__Required task__.
Give the items below as a two-column CSV with the headers "prompt" and "points", one row per item, each in its own quoted field with line breaks replaced by spaces. Leave the pictures out.

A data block
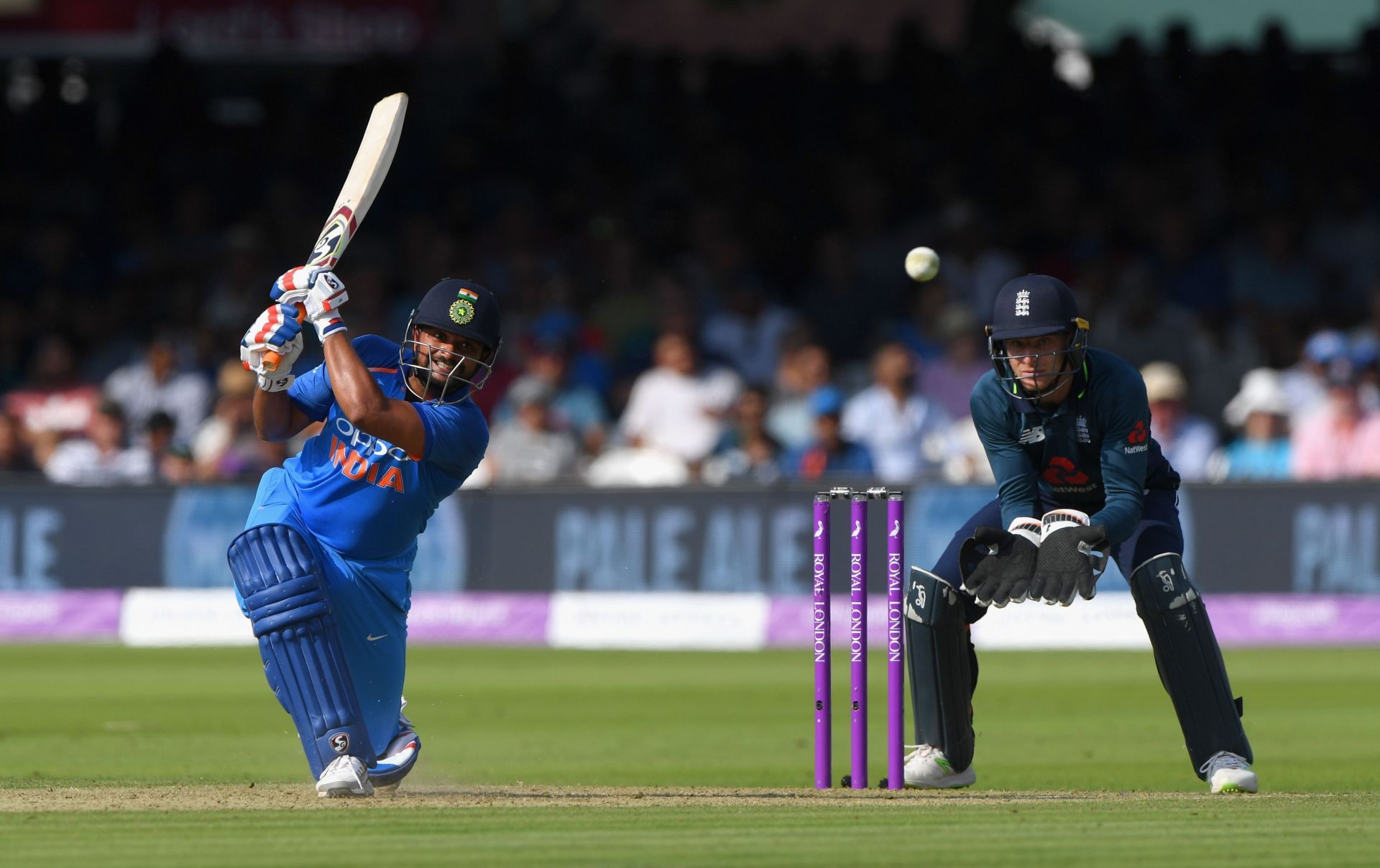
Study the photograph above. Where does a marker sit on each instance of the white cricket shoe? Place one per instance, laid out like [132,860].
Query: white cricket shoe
[1230,773]
[926,767]
[344,777]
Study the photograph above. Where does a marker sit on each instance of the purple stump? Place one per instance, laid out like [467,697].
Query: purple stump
[895,640]
[857,634]
[820,645]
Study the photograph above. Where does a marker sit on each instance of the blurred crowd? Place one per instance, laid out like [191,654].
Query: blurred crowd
[700,259]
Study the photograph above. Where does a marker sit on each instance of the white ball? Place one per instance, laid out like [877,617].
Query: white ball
[922,264]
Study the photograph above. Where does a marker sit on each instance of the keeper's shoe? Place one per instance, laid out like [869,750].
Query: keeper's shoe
[926,767]
[1230,773]
[344,777]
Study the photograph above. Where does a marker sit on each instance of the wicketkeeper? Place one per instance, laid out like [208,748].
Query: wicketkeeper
[1080,478]
[322,568]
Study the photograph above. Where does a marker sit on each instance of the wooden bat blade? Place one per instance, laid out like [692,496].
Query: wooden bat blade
[366,175]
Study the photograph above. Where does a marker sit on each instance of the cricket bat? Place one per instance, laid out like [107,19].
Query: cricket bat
[366,175]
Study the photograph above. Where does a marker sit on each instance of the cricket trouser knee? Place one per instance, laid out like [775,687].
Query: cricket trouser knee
[943,667]
[1189,659]
[285,595]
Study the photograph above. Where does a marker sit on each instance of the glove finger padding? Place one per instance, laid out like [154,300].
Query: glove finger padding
[1070,562]
[1000,559]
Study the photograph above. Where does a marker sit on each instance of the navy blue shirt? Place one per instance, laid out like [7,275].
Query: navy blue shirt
[1093,451]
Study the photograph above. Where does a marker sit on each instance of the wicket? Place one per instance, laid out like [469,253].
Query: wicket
[857,637]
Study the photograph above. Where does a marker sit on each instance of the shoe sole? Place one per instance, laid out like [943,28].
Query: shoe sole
[964,779]
[345,793]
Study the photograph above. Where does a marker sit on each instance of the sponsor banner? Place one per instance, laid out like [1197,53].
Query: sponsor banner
[1281,619]
[1264,538]
[479,619]
[657,622]
[175,617]
[60,616]
[684,622]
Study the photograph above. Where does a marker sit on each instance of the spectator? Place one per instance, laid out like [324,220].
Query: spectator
[528,448]
[675,407]
[897,427]
[745,451]
[14,453]
[103,457]
[1306,384]
[1260,413]
[155,382]
[828,453]
[748,331]
[1187,440]
[802,373]
[226,448]
[574,407]
[52,403]
[949,379]
[1327,445]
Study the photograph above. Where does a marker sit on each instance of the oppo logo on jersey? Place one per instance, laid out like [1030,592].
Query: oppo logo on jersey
[366,461]
[369,445]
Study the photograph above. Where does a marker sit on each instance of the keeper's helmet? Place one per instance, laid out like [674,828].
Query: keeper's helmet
[1027,308]
[459,307]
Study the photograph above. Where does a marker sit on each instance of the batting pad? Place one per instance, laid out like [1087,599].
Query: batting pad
[1189,659]
[942,671]
[285,594]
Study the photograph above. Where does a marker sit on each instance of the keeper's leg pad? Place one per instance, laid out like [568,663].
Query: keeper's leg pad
[285,594]
[1189,659]
[942,667]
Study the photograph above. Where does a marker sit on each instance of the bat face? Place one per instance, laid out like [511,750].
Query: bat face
[366,175]
[334,238]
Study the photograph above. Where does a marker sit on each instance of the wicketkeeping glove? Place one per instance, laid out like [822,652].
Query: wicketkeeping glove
[1005,562]
[1072,556]
[276,329]
[319,292]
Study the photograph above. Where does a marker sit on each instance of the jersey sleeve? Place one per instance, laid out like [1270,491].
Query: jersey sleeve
[1011,466]
[1125,451]
[457,436]
[312,394]
[312,391]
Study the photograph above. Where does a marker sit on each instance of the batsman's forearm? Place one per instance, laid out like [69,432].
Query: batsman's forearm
[355,389]
[274,416]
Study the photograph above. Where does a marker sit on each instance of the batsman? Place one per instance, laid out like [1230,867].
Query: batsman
[1080,478]
[322,568]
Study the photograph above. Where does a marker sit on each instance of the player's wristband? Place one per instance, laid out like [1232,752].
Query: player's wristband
[275,382]
[328,326]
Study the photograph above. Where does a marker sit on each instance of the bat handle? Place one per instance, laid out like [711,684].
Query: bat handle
[271,358]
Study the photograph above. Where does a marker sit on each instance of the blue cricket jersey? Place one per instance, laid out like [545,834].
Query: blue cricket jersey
[362,496]
[1093,451]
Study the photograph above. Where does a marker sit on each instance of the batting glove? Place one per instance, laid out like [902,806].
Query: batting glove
[275,330]
[1005,560]
[1072,556]
[319,292]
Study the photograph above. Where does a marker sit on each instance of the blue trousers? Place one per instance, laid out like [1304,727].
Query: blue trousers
[369,601]
[1156,533]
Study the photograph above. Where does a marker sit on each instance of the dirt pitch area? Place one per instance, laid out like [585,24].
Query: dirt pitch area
[277,797]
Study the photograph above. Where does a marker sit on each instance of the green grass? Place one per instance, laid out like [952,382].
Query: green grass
[1080,761]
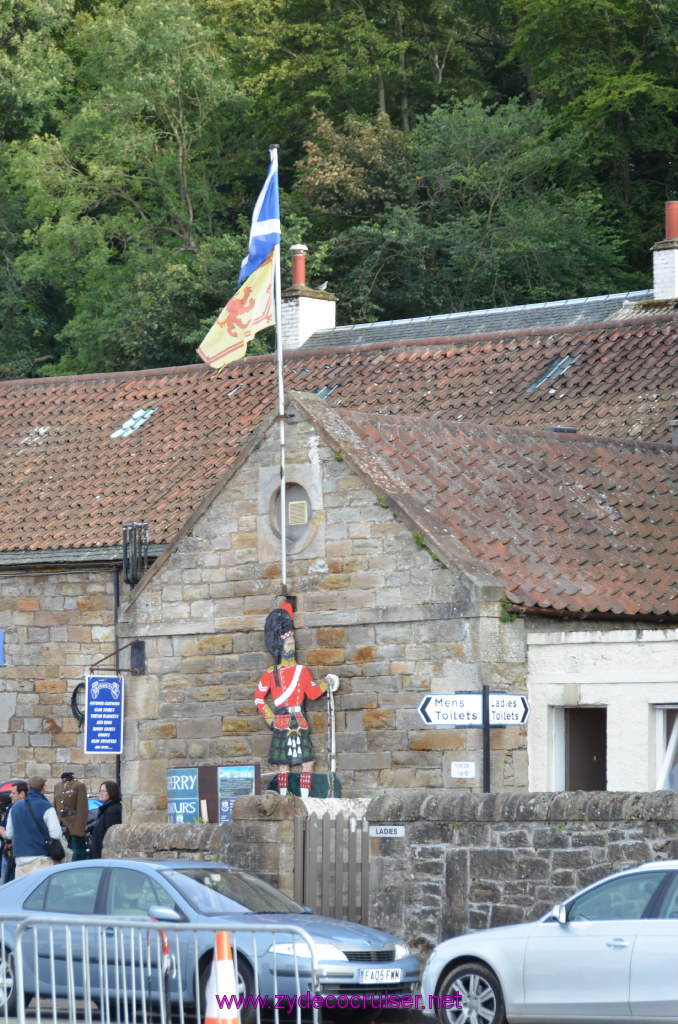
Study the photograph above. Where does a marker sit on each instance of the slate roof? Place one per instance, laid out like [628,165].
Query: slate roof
[72,476]
[561,313]
[568,522]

__Result__.
prompt,points
"Study the photograph above. Where does a marker sit on each instance of the white cricket shoe? Place one per instance, laid out like [132,860]. Query: white cricket shoe","[1230,773] [926,767] [344,777]"
"Study the photograph above. Where does a marker sit on each instance of the purple stump? Place one per instance, laid out like [467,697]. Query: purple stump","[895,640] [857,634] [820,645]"
"Study the photograph above. Where does a marker sit on each instance of the blurred crowd? Place one per instance, laid out like [191,654]. Query: blurred crowd","[700,259]"
"Study the photograph above. Where does a marker sit on each instance of the white ball? Place one per instance, laid out like [877,617]. Query: white ball","[922,264]"
"Study the photograph above. Where does a marker sit on each instance of the keeper's shoe? Place one per instance, laid out like [869,750]. Query: keeper's shoe","[926,767] [1230,773] [344,777]"
"Study the photograph above. Where does a marker sit on each instance of the wicketkeeper? Place one per instance, laid out like [208,748]. Query: wicketkeeper","[1080,478] [322,568]"
"Study the photograph above. Where does a marker sit on each instance of the wooden bat blade? Place one per instance, laid out like [692,496]. Query: wooden bat blade","[366,175]"
"Study the photograph above. Where does a marker sit on each instance of the cricket bat? Place one per instance, laid out like [107,19]. Query: cricket bat","[366,175]"
"Study the photograph above. Where does a marker sit on each instance of the cricket trouser knee? Place one per instance, laid out like [775,687]. Query: cricket trouser knee","[943,667] [1189,659] [285,595]"
"Study the photograph above. Where does a marker sit on each instance of the glove finger padding? Place one per instance, laid out like [154,300]. Query: glove finger padding","[1070,562] [1000,559]"
"Study the photograph above. Where does a marker sit on each instance of the navy blue shirt? Place one per instance, laid out like [7,275]. Query: navy blue shirt","[1093,451]"
"Study the photograph above. Where does a marker sit on each instance of the wicket? Place one per instance, laid out like [469,253]. Query: wicket","[857,637]"
"Study the photograph above. Where does a marker sit on each instance of the shoe sole? Place one per instance, laid out like [943,28]. Query: shoe sole","[964,779] [345,793]"
"Study the photograph above. Where does a marker sit on each instance of the sponsor banner? Place one per instance, laid out like [1197,53]. Query: sponsor banner","[1281,619] [1264,538] [479,619] [657,622] [175,617] [60,616] [684,622]"
"Study the photograph above. Where does a marker sit on each instance of the spectator? Place one per instance, laid out like [324,220]. Query: spectator","[528,448] [675,407] [897,427] [745,451] [14,453] [103,457] [1306,384] [1260,413] [155,382] [828,453] [748,331] [1187,440] [802,373] [226,448] [574,407] [52,403] [949,379] [1327,445]"
"Study the photograph above. Where does a marker sit on each instance of the oppo logo on jersey? Place one per instance, laid out like [1030,592]. Query: oppo logo on jersey","[366,461] [369,445]"
"Study the photograph above. Where does a marker sit on each instance of the keeper's helmet? Place one per instance, laid out like [674,828]. Query: keeper's helmet","[1027,308] [459,307]"
"Study the photograph above. Where does a marker sit on each instance of the batting pad? Place one per instance, laid out like [1087,599]. Query: batting pad","[1189,659] [942,671] [285,594]"
"Study the photograph above. Where does a marker sit on each instance of the keeper's leg pad? Place one per instance, laid out like [568,663]. Query: keeper's leg pad","[285,594] [1189,659] [942,667]"
"Study the photograph above. Where does a marker sit on each instance of the bat face? Place one per instance, laid out like [511,750]. Query: bat face","[366,175] [334,238]"
"Study the photograph above. Where does a marker sit on each instance of the wicketkeeping glove? Place one per instance, laid out like [822,652]. Query: wicketkeeping glove","[1005,562] [1072,556] [276,329] [319,292]"
"Study the photograph above. Where does a marker sit on each instance of the jersey sleeve? Place one per instance, laid out like [1270,491]. Query: jersey sleeve","[1011,466] [1125,451] [457,436] [312,394] [312,391]"
"Study the photograph above. Where does a marker sit on each instance of the batsman's forearm? Place one per instance, laid out like [69,432]. Query: batsman's forearm","[355,389] [274,416]"
"Study the photograph above. Where does a marker sit on each instance of the batsman? Place one per instance, laid out like [1230,867]. Query: batsman","[1080,478] [322,568]"
"Study the photograph above. Where does a marker sit on each instance of the player's wristband? Place one per instance, laid out like [1232,752]. Query: player's wristband","[275,382] [328,326]"
"Study the photograph above. Where does a marker sit on each instance of the bat handle? Place one per instance, laid out like [711,684]. Query: bat handle","[271,358]"
"Study the photograph above. Where does a marker sit on each instance of the blue cricket jersey? Place one per instance, laid out like [545,834]. Query: blue cricket jersey","[362,496] [1093,451]"
"Study the photograph above. Where does a marker sit on each instance of the batting glove? Place one per instance, laid out like [902,806]. Query: batting glove","[275,330] [1005,560] [1072,556] [319,292]"
"Study the photograph above. Where does a marker sit on each instance of the blue trousers? Place one per instance, laid out like [1304,727]. Query: blue trousers","[369,601] [1156,533]"
"Study the photograph above. Where does a marker sit on each instance of the dirt pitch area? Place one per instance, laid out like [585,24]. Query: dirt pitch area","[277,797]"
"Study the photograph above. Where does a marker sit on each instance of the green grass? Place one per instance, laid out like [952,382]. Query: green grass","[1080,761]"
"Study the photograph above. Where does a marker sit on each instance of the slate roof? Place one per instance, laid out like [628,165]. Query: slate roof","[72,476] [561,313] [568,522]"